Task statement
Reproduce all of the listing below without alteration.

Provided material
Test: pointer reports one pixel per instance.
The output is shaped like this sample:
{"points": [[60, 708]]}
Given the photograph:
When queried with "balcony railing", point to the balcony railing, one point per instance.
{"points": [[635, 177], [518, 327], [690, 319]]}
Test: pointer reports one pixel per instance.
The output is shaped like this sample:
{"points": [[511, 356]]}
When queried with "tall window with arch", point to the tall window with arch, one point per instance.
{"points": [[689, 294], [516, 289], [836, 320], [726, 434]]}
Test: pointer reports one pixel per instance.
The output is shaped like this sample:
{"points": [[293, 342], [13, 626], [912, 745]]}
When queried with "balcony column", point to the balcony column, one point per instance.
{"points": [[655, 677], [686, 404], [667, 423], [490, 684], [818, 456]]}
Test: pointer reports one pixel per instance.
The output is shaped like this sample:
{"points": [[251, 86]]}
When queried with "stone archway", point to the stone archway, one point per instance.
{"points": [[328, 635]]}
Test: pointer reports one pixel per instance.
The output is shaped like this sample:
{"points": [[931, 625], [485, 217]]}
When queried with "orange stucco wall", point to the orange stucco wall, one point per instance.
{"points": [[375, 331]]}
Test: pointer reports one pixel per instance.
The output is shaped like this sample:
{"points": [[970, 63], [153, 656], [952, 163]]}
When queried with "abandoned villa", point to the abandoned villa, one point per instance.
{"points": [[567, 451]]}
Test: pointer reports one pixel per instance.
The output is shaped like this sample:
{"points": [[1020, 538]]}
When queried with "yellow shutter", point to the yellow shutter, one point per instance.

Response
Test: pointer reports one pixel per instance.
The output is shaped like this sample:
{"points": [[60, 708]]}
Given the photograph:
When queried with "balcony railing", point to the balcony railing, one point per instance.
{"points": [[635, 177], [518, 327], [690, 319]]}
Test: pointer reports one pixel per instance.
The output is shaped like this sample:
{"points": [[511, 356]]}
When queried with "tall window with arch", point to the tall window with arch, one point per instance.
{"points": [[689, 294], [516, 289], [836, 320], [726, 434]]}
Test: pointer reports one pixel per instance.
The output is shaped like this sample:
{"points": [[293, 342], [13, 626], [912, 745]]}
When queried with "balcony column", point to the balcony column, one point per instance.
{"points": [[655, 677], [686, 404], [667, 423], [490, 684], [818, 456]]}
Test: pointer reports one pixel per instance.
The output is shaped like this sample:
{"points": [[251, 86]]}
When queried with "stone archway", point to the stone archway, one point per instance.
{"points": [[328, 635]]}
Test: pointer reports one pixel per instance.
The output is shaped like this sample:
{"points": [[931, 625], [485, 217]]}
When queried with "orange stucco wall", point to the orange stucco wall, one point per instance.
{"points": [[375, 331]]}
Test: pointer reports one pixel per instance.
The output is shaped like this sample:
{"points": [[970, 63], [153, 656], [952, 163]]}
When queried with "abandoned villa", point to the abandoned villa, one point per instance.
{"points": [[567, 451]]}
Test: pointer reports one pixel per instance.
The output is shaped like this sample:
{"points": [[1020, 538]]}
When queried with "yellow shutter", point to the yellow shutter, one point per instance.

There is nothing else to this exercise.